■ **Exercise passage**:
===

Dany Heatley was once considered the ‘Face of the NHL’. He was the future of the sport — the German offensive dynamite was the stereotypical All Star. He scored 50 goals during the 2005-2006 season, then followed it up with fifty more in his 2006-2007 campaign. He’s six foot four, good on the man-advantage and when short-handed, and looked like he’d be a star for years.
Fast forward to 2013, though, and Dany Heatley had dropped off the map.
Twelve goals in seventy-six games isn’t the kind of production most would scoff at; for a consistent third-line player, putting up close to thirty points on the season is something most teams covet.
For a player who once scored nearly that many goals in game-winners alone, though, it signaled a drop-off in production that wasn’t slowing any time soon; when six games saw Heatley go completely scoreless and in need of major surgery, the Anaheim Ducks — the most recent team to take a flyer on the former superstar — decided the thirty-two year old player was no longer worth the risk. He was placed on waivers; after clearing, he became a regular in the AHL.
The Florida Panthers aren’t exactly the kind of team that needs to be absolute buyers or sellers, though — so when the Anaheim Ducks packaged Heatley and a third round draft pick for forward Tomas Fleischmann, the deal seemed more than worth it.

===

■ **Record excerpts**:

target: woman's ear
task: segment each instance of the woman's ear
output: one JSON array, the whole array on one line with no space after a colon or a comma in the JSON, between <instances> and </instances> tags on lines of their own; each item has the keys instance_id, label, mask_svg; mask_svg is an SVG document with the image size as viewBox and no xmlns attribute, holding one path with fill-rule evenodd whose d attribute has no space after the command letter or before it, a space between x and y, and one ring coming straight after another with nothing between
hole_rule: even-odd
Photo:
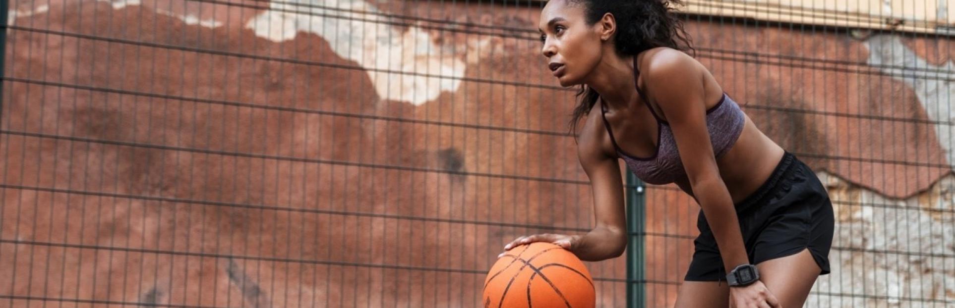
<instances>
[{"instance_id":1,"label":"woman's ear","mask_svg":"<svg viewBox=\"0 0 955 308\"><path fill-rule=\"evenodd\" d=\"M605 41L613 37L613 32L617 31L617 19L611 13L605 13L597 22L600 40Z\"/></svg>"}]
</instances>

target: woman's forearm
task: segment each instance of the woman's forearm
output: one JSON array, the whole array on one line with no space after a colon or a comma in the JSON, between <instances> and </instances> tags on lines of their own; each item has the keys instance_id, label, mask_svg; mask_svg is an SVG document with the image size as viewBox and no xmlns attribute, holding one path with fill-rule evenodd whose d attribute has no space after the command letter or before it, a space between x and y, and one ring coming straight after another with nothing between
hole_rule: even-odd
<instances>
[{"instance_id":1,"label":"woman's forearm","mask_svg":"<svg viewBox=\"0 0 955 308\"><path fill-rule=\"evenodd\" d=\"M626 230L597 227L581 236L573 249L584 261L601 261L620 257L626 251Z\"/></svg>"},{"instance_id":2,"label":"woman's forearm","mask_svg":"<svg viewBox=\"0 0 955 308\"><path fill-rule=\"evenodd\" d=\"M713 237L716 238L726 273L730 273L737 265L749 263L736 209L722 180L704 181L694 185L693 195L701 201L700 207L710 224L710 230L712 230Z\"/></svg>"}]
</instances>

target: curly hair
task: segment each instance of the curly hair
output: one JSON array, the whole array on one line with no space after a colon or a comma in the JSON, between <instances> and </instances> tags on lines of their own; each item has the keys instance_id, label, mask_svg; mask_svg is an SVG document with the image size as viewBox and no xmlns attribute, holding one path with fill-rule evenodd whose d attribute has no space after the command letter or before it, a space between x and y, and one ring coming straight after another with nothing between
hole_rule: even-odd
<instances>
[{"instance_id":1,"label":"curly hair","mask_svg":"<svg viewBox=\"0 0 955 308\"><path fill-rule=\"evenodd\" d=\"M570 0L582 5L585 22L592 26L605 13L610 13L617 20L617 33L614 36L614 50L619 55L636 55L644 51L668 47L674 50L692 51L696 50L690 44L690 35L683 29L683 22L673 13L674 6L682 6L682 0ZM682 43L682 45L680 44ZM636 70L636 68L634 68ZM574 108L571 115L570 131L577 135L577 124L586 115L597 99L600 98L593 89L581 85L577 92L580 102Z\"/></svg>"}]
</instances>

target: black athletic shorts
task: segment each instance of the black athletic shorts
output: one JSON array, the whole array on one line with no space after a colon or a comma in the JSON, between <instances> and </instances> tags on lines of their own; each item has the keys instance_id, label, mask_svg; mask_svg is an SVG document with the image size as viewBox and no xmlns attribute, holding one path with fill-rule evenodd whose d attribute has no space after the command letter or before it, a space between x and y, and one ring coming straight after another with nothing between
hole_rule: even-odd
<instances>
[{"instance_id":1,"label":"black athletic shorts","mask_svg":"<svg viewBox=\"0 0 955 308\"><path fill-rule=\"evenodd\" d=\"M750 264L809 248L822 269L819 275L829 274L835 224L832 202L816 174L796 155L787 152L773 175L735 207ZM700 236L693 240L693 259L684 279L725 280L723 259L703 211L696 228Z\"/></svg>"}]
</instances>

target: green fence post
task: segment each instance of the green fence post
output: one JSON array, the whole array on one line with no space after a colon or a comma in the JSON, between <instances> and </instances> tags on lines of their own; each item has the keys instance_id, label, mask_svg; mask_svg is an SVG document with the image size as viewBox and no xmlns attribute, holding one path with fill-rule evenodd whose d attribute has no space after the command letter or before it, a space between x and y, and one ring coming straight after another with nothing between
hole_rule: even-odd
<instances>
[{"instance_id":1,"label":"green fence post","mask_svg":"<svg viewBox=\"0 0 955 308\"><path fill-rule=\"evenodd\" d=\"M646 205L644 182L633 173L626 172L626 229L629 242L626 248L626 307L647 306L647 287L644 271L644 221Z\"/></svg>"}]
</instances>

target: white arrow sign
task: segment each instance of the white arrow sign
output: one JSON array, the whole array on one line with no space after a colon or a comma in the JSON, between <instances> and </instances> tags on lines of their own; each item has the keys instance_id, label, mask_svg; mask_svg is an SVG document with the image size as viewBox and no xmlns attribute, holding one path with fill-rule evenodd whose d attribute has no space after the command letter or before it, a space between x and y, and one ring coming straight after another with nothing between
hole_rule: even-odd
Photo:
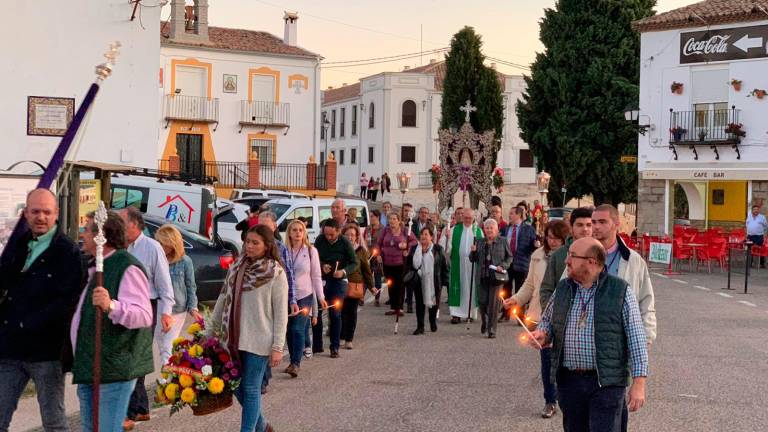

===

■ **Required work**:
1. In the Dany Heatley passage, how many goals did Heatley score during the 2005-2006 season?
2. Please extend the Dany Heatley passage with the next part, starting after its final sentence.
The rows are separate material and have nothing to do with the Dany Heatley passage.

■ **Exercise results**:
1. 50 goals.

2.
What does this bring to the Anaheim Ducks?
Having Heatley was almost an afterthought at this point; likely, the value they consider for Tomas Fleischmann was the third round pick and an open spot on their roster, although the trade deadline marks the final day where rosters are capped at a finite number of skaters. Fleischmann has been a serviceable forward who costs the Panthers a little more than they really want, and the team is looking to secure the most valuable return for a hail mary playoff attempt; in bringing back the third round draft pick, the Panthers have now evened out their trades almost completely. They brought in a third-round draft pick for Sean Bergenheim that they then turned over for Jaromir Jagr; by bringing back in a pick for Fleischmann, they ensure that the prospect cupboard isn’t being depleted just for the long shot at a post-season appearance.
While Heatley barely matters in this trade, though, the fact that he’s a conditional afterthought in a non-consequential trade deadline deal is a warning sign for NHL GM’s everywhere — if Mr. “50 in 07″ Dany Heatley is no longer worth a fraction of his initial value only eight seasons after lighting up the league, the decade-long contracts teams are handing out to stars like candy look even worse.
In acquiring Fleischmann, the Ducks have bought themselves more depth on offense; for a team that squeaked through the first half of the season on one-goal games, the importance of more forward depth cannot be overstated.